- [PASSAGE]:
# TeamWin TWRP 2.0 Recovery Project



## Colchiro (Aug 26, 2011)

Website: http://www.teamw.in/main

Source: https://github.com/TeamWin/Team-Win-Recovery-Project

Info on TWRP (videos): http://www.androidcentral.com/first-look-teamwin-recovery-project-twrp-20I hope there room for a graphical recovery like TWRP on the TouchPad. Check out the videos above.

I'd also like to see a similar interface for the boot menu.


----------



## mooja (Aug 25, 2011)

pretty sure they're gonna use clockworkmod to do the recovery stuff. this does look pretty awesome though


----------



## gamer765 (Aug 26, 2011)

Really hope we get at least Clockworkmod recovery on our TouchPads to make ROM flashing as easy as possible for newbies to Android.


----------



## cpittman (Aug 16, 2011)

A generous soul provided teamwin with a tp so chances are good we'll be blessed with some twrp love.


----------



## Colchiro (Aug 26, 2011)

That's good news since I was hoping to get someone here that could port it.


----------



## cpittman (Aug 16, 2011)

*bump*

didn't want to start another thread but i figured people interested would like to see a couple tweets from @agrabren or Kevin Bruckert from team win...

"Kudos to team douche. Thanks to there hard work on getting CM7 on the touchpad, #*TWRP* 2 now loads on the TP too."

"#*twrp* 2 is coming along nicely. We're really just ironing out bugs at this point. We have support for 7 devices (4 phones, 3 tablets)."

"#*twrp* 2 devices: HTC EVO 4G, EVO Shift, EVO 3D, Sensation 4G, Nook Color, HP TouchPad, Moto Xoom, Nexus S, Thunderbolt, ASUS Transformer"

so yeah, in due time we'll have a little twrp2 love too.


----------



## lolento (Oct 13, 2011)

CWM is good enough for me...don't need anything else


----------



## ironman (Oct 17, 2011)

- [SUPPLIED INFORMATION]:
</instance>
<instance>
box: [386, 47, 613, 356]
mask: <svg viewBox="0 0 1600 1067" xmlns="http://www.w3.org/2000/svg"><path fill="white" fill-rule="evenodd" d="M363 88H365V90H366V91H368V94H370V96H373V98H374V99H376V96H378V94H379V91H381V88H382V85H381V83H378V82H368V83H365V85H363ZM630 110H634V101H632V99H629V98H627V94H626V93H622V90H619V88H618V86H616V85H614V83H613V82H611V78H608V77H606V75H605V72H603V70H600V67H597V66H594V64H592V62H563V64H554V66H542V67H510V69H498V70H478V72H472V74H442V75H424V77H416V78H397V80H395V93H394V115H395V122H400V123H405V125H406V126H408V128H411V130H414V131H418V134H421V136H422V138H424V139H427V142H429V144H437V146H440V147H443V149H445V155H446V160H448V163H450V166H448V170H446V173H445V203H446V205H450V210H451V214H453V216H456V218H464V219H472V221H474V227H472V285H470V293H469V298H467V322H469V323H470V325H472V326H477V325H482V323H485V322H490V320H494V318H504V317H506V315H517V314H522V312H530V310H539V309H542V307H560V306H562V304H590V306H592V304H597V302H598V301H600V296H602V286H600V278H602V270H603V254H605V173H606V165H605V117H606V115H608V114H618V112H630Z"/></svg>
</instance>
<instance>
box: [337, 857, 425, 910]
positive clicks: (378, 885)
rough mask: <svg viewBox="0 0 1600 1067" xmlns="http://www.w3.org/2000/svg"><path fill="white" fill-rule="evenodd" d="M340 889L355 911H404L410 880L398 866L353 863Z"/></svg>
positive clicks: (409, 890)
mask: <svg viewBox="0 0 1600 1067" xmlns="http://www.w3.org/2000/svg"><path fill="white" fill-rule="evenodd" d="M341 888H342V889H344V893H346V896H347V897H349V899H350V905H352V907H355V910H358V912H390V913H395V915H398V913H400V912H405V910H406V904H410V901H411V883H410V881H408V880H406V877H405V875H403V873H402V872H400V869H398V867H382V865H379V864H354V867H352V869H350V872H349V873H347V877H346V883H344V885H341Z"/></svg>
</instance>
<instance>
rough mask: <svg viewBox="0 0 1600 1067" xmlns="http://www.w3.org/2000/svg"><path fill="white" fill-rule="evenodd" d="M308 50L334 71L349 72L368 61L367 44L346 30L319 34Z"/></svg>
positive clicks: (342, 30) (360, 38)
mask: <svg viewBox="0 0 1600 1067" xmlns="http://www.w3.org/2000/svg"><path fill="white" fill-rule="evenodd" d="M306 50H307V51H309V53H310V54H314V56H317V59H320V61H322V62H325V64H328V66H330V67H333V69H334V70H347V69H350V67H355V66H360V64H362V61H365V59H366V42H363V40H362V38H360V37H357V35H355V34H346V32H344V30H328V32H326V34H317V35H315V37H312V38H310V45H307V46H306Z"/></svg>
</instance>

- [ASSIGNMENT]: Retype the part of the TWRP thread starting at "pretty sure they're" and ending at "newbies to Android.".

- [ANSWER]:
pretty sure they're gonna use clockworkmod to do the recovery stuff. this does look pretty awesome though


----------



## gamer765 (Aug 26, 2011)

Really hope we get at least Clockworkmod recovery on our TouchPads to make ROM flashing as easy as possible for newbies to Android.